## REQUIRED WORK
Restate the complete material exactly.

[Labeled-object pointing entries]
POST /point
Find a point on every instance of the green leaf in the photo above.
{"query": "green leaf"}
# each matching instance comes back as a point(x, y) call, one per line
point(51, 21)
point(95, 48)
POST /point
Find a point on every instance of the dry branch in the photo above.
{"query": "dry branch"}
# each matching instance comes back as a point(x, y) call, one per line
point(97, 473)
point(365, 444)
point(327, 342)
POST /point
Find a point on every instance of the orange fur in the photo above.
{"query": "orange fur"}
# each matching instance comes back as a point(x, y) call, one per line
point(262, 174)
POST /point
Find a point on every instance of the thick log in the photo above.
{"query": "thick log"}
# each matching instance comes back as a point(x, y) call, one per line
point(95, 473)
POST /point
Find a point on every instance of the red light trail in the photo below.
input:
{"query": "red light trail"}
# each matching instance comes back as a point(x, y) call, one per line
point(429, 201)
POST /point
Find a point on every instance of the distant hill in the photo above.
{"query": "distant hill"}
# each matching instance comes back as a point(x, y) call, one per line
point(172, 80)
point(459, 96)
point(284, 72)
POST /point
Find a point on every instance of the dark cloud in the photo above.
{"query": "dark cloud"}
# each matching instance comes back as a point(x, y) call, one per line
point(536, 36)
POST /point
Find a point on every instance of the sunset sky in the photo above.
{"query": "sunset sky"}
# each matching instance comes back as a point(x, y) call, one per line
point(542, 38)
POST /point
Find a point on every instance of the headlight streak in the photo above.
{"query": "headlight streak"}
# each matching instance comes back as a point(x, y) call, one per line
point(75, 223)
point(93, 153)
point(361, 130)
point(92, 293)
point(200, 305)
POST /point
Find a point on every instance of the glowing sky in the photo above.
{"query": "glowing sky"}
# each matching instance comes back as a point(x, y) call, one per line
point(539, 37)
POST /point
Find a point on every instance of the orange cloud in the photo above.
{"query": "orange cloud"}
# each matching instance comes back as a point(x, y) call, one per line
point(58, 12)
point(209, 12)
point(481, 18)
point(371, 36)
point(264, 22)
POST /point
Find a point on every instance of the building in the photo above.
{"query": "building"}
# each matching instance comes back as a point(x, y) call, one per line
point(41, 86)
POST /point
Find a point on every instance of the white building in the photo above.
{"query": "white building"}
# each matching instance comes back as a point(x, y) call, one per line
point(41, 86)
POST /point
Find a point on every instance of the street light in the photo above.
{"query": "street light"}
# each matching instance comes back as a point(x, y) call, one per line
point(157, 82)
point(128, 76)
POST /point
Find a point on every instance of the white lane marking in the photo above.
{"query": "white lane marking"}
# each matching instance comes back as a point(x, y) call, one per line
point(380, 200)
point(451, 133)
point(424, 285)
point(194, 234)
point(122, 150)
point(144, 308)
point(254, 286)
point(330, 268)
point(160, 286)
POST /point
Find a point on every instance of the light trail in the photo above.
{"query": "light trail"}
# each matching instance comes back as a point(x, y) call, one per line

## ANSWER FOR THIS EXERCISE
POST /point
Find a point on every instance of the green leaf in the photo above.
{"query": "green leaf"}
# each matching instance comes back as a point(x, y) call, one per line
point(51, 21)
point(95, 48)
POST /point
Find a point on every instance of the dry branch in the photo above.
{"query": "dry branch"}
# each matching instance comes back as a point(x, y) call, one per line
point(97, 473)
point(365, 444)
point(327, 342)
POST /point
Find a point on every instance of the orange fur in the photo above.
{"query": "orange fur"}
# each matching instance comes back as a point(x, y) call, one per line
point(262, 174)
POST /point
Find a point on every instance of the thick log in the photo above.
{"query": "thick log"}
# each matching instance comes back as a point(x, y) call, one per line
point(95, 473)
POST /point
Find a point on every instance of the red light trail in the photo below.
input:
{"query": "red light trail"}
# each matching instance comes back as a point(x, y) call, one per line
point(429, 201)
POST /point
Find a point on every instance of the distant hill in the photo above.
{"query": "distant hill"}
# each matching instance comes back as a point(x, y) call, one per line
point(172, 80)
point(459, 96)
point(284, 72)
POST /point
Find a point on every instance of the dark cloud in the photo above.
{"query": "dark cloud"}
# each matching instance comes back as a point(x, y) call, one per line
point(536, 36)
POST /point
Find a point on every instance of the sunset sky in the photo above.
{"query": "sunset sky"}
# each matching instance comes back as a point(x, y) call, one per line
point(542, 38)
POST /point
Find a point on every instance of the headlight streak in the photo above.
{"query": "headlight streak"}
# each matching instance comes back as a point(x, y) call, one per line
point(75, 223)
point(93, 153)
point(361, 130)
point(92, 293)
point(200, 305)
POST /point
Find a point on every instance of the glowing sky in the photo above.
{"query": "glowing sky"}
# each matching instance comes back as a point(x, y) call, one per line
point(539, 37)
POST /point
Find a point on every instance of the orange cloud in the photo above.
{"query": "orange cloud"}
# each matching instance comes back as a point(x, y) call, one per line
point(58, 12)
point(209, 12)
point(481, 18)
point(371, 36)
point(264, 22)
POST /point
Find a point on every instance of the building in the photo above.
{"query": "building"}
# each matching instance comes back as a point(x, y) call, one per line
point(41, 86)
POST /point
Find a point on every instance of the white building in the photo above.
{"query": "white building"}
# each matching instance comes back as a point(x, y) call, one per line
point(41, 86)
POST /point
Find a point on every instance of the street light in the photo above.
{"query": "street light"}
# each matching instance comes back as a point(x, y) call, one per line
point(157, 82)
point(128, 76)
POST /point
Find a point on every instance of the white lane marking in the photo above.
{"query": "white lane marking"}
# each matching instance comes back as a point(x, y) call, one per line
point(380, 200)
point(451, 133)
point(424, 285)
point(194, 234)
point(122, 150)
point(144, 308)
point(254, 286)
point(330, 268)
point(160, 286)
POST /point
Find a point on every instance of the light trail in the photo above.
{"query": "light trail"}
# each matching instance comes back as a point(x, y) call, one per line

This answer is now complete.